### PROBLEM DESCRIPTION
Taking the line with "positive clicks: (695, 527)" as the first and the line with "378L669 393L670 414L674" as the last, set down exactly every line in that range from the entries below, and no more.

(Records drawn from a dataset)

════

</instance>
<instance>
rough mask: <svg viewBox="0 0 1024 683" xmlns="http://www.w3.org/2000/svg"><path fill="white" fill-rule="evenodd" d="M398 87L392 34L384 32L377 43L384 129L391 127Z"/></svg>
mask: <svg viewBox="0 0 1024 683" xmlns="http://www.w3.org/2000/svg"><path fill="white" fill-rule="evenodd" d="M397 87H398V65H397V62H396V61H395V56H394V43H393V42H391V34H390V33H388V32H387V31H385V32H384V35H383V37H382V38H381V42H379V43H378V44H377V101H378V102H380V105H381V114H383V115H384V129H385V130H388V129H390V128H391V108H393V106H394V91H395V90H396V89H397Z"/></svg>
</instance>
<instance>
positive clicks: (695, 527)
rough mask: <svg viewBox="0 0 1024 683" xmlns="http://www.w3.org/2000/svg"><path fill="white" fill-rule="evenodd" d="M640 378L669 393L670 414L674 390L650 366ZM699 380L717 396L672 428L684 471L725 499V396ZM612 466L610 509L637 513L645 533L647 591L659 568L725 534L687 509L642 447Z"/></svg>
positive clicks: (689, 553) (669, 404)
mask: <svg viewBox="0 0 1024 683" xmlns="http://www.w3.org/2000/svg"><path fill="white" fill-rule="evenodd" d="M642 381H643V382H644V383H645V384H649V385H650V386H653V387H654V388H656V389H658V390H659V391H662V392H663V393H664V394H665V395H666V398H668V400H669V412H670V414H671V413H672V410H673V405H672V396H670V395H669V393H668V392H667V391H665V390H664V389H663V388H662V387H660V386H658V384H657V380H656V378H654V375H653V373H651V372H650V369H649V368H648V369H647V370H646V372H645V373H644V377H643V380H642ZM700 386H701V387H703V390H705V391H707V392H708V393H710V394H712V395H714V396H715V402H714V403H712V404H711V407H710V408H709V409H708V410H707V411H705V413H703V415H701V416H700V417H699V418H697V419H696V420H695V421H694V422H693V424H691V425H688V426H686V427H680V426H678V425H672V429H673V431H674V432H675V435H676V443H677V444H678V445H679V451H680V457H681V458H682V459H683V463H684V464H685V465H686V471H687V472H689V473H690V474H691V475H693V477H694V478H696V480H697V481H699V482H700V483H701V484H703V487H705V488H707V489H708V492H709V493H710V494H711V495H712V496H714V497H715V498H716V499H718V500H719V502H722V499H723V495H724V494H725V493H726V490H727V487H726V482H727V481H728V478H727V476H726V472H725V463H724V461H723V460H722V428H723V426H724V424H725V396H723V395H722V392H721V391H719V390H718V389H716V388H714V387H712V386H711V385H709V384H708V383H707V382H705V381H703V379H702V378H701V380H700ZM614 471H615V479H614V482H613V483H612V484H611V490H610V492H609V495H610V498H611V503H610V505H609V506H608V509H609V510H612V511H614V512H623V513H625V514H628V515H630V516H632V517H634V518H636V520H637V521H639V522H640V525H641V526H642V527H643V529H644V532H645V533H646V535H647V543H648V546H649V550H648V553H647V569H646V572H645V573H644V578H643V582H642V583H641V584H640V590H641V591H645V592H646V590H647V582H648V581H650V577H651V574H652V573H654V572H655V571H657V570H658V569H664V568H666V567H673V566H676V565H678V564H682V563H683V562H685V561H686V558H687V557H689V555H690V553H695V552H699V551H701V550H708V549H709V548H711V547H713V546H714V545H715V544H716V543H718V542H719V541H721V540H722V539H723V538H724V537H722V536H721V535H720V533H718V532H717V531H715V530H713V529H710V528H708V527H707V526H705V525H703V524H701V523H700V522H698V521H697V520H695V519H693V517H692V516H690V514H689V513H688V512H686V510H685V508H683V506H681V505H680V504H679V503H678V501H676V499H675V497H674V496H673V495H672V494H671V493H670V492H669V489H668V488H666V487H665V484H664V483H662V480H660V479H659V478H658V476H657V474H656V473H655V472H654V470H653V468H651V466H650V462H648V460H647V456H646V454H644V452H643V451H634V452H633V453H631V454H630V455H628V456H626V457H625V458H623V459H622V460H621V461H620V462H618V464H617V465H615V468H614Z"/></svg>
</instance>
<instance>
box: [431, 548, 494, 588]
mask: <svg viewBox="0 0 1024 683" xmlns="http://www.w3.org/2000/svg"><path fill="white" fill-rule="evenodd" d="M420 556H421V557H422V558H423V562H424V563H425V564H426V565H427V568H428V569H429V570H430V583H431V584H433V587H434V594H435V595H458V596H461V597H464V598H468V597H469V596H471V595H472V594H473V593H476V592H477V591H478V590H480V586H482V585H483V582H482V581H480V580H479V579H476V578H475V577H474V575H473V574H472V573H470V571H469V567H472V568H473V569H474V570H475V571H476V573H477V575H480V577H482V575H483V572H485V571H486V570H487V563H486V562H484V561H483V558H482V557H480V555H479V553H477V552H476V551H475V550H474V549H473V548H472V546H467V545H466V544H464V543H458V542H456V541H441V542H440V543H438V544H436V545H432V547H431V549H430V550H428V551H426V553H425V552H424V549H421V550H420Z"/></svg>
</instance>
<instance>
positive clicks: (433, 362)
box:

════

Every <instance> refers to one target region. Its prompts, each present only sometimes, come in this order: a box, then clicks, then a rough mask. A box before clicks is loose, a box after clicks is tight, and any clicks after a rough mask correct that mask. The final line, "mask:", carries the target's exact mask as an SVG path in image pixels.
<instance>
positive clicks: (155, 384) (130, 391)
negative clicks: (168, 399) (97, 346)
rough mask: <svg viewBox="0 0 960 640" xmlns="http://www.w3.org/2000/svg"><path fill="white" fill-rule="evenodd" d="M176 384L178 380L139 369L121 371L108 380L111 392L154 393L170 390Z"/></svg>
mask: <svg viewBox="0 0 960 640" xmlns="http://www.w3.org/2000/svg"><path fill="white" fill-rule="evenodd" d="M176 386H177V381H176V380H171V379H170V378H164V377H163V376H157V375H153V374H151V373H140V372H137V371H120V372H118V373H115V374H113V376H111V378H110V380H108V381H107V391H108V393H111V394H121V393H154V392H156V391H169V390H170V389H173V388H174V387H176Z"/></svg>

════

### TASK RESPONSE
positive clicks: (695, 527)
rough mask: <svg viewBox="0 0 1024 683" xmlns="http://www.w3.org/2000/svg"><path fill="white" fill-rule="evenodd" d="M640 378L669 393L670 414L674 390L650 366ZM699 380L717 396L672 428L684 471L725 499V396ZM612 466L610 509L637 513L645 533L647 591L659 568L725 534L687 509L642 447Z"/></svg>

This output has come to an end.